## About this task:
Filter the material below down to the lines with the word "wall" and give those lines.

### Given data ###

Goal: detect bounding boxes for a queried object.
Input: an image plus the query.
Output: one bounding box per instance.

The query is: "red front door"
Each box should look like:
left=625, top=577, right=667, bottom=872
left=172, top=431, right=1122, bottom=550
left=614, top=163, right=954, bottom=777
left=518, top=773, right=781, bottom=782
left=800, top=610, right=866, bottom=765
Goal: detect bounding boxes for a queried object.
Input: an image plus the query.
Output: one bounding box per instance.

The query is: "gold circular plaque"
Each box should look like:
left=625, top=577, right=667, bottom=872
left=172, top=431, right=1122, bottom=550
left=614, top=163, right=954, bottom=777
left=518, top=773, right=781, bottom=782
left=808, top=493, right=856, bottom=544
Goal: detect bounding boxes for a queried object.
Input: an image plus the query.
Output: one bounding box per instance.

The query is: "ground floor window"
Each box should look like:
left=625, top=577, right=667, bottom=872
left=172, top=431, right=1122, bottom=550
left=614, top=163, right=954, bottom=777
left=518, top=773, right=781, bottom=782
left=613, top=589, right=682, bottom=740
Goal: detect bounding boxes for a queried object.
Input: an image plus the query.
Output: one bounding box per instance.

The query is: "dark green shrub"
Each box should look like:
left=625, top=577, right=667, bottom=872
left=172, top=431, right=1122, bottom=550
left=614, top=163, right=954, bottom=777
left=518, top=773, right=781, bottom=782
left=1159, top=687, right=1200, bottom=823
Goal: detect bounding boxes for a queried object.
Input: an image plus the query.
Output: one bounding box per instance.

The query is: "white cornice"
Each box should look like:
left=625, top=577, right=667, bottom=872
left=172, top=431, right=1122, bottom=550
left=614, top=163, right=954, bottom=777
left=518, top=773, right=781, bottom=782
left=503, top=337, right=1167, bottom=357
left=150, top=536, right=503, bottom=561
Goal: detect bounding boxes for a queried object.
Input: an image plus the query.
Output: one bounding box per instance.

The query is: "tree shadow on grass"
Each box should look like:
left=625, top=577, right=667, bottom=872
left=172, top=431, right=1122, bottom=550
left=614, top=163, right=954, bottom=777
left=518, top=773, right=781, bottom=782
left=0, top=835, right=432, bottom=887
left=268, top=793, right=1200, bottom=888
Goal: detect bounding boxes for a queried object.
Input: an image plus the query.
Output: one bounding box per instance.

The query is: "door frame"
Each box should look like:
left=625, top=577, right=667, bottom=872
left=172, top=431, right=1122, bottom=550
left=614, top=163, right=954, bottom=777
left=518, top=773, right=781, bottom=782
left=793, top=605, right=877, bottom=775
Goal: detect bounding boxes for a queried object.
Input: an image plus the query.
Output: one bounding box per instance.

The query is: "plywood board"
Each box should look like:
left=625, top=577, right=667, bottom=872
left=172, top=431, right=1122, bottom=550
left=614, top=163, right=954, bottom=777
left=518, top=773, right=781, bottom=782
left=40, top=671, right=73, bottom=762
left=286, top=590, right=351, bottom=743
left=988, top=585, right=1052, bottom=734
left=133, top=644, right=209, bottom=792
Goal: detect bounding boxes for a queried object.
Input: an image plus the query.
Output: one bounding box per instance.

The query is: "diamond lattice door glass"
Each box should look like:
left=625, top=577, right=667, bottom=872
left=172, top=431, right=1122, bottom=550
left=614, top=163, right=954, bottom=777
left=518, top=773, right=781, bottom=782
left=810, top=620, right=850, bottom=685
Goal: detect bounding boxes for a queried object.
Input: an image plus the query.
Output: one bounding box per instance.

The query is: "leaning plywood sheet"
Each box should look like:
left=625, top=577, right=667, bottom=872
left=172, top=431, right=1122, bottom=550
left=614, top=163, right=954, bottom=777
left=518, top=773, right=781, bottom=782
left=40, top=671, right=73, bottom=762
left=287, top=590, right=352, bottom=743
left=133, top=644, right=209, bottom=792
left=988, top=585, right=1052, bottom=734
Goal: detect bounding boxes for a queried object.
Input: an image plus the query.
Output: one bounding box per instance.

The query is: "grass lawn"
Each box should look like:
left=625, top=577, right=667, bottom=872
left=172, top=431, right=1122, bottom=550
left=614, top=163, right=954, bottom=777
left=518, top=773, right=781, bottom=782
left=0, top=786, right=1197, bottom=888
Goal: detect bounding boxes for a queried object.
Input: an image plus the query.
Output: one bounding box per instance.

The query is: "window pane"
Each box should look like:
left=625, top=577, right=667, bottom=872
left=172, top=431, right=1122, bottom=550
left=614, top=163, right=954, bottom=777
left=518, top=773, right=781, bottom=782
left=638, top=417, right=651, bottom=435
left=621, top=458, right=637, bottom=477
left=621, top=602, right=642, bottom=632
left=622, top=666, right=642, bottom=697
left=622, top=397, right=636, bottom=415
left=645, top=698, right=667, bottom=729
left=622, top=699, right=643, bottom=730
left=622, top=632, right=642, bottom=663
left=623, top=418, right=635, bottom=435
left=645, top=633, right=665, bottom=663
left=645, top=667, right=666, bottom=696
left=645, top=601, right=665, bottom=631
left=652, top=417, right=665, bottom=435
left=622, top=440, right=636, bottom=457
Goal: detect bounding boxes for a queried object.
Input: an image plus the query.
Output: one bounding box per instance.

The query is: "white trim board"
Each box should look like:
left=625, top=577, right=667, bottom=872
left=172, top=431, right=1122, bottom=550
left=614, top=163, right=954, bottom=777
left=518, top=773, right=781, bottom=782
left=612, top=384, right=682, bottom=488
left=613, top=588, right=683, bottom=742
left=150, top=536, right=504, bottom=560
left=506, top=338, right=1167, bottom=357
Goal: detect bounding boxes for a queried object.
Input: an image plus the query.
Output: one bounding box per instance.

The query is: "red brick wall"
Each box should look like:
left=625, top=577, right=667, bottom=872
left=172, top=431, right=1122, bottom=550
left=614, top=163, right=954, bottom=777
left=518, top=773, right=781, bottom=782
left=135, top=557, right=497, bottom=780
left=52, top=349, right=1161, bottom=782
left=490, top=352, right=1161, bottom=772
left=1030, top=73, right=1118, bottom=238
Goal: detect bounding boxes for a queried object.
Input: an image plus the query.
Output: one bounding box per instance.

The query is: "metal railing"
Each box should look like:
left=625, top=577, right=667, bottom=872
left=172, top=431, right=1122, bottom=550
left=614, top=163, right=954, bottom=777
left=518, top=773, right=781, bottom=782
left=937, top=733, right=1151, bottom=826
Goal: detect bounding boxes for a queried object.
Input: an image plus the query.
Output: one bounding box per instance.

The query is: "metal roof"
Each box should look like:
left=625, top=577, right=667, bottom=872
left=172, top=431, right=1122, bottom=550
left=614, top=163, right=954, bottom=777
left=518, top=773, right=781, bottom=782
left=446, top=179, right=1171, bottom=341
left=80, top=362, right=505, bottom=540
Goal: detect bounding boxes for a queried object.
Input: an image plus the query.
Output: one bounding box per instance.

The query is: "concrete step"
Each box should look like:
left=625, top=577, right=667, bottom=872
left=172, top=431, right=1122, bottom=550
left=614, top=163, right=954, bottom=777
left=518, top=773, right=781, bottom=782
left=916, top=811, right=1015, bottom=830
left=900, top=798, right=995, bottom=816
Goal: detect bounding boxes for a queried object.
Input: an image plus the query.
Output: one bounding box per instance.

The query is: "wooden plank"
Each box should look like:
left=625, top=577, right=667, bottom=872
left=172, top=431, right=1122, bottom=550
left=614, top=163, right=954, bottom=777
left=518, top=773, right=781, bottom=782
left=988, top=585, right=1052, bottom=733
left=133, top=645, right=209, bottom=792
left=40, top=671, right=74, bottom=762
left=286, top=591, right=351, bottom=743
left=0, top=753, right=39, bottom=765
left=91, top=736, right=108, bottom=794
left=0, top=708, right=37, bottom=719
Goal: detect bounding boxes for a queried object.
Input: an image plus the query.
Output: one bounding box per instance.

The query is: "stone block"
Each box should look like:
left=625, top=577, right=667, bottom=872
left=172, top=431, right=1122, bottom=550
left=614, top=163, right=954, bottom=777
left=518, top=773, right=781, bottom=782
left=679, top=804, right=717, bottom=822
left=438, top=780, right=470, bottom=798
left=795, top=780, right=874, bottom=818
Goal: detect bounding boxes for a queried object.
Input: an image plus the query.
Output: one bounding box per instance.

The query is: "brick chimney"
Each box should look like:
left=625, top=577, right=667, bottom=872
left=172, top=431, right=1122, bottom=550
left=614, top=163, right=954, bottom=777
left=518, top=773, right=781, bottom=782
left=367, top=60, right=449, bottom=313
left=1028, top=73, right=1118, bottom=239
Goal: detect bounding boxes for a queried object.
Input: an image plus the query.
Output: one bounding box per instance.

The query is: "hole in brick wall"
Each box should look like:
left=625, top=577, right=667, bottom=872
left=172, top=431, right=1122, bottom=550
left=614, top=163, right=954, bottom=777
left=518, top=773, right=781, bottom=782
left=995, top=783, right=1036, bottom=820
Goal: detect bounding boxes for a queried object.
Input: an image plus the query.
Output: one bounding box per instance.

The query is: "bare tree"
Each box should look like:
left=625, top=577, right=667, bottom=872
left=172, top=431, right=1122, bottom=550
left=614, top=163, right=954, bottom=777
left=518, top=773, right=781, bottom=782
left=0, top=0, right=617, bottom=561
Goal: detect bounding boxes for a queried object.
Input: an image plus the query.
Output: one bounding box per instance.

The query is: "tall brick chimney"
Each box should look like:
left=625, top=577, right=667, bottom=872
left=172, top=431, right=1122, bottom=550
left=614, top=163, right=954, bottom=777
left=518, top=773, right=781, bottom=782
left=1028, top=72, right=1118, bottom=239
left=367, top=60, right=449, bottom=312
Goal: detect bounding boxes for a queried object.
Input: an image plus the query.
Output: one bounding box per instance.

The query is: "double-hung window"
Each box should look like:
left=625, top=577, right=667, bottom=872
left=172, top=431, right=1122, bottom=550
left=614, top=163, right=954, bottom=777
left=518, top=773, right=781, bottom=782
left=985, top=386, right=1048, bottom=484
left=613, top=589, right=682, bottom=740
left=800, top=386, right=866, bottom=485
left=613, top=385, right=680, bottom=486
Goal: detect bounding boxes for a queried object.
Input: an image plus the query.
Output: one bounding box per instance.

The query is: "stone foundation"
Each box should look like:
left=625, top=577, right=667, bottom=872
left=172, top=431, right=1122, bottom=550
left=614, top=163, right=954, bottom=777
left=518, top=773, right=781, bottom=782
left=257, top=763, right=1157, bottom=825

###

## Reply:
The query is: "red brick wall"
The query is: "hole in brick wall"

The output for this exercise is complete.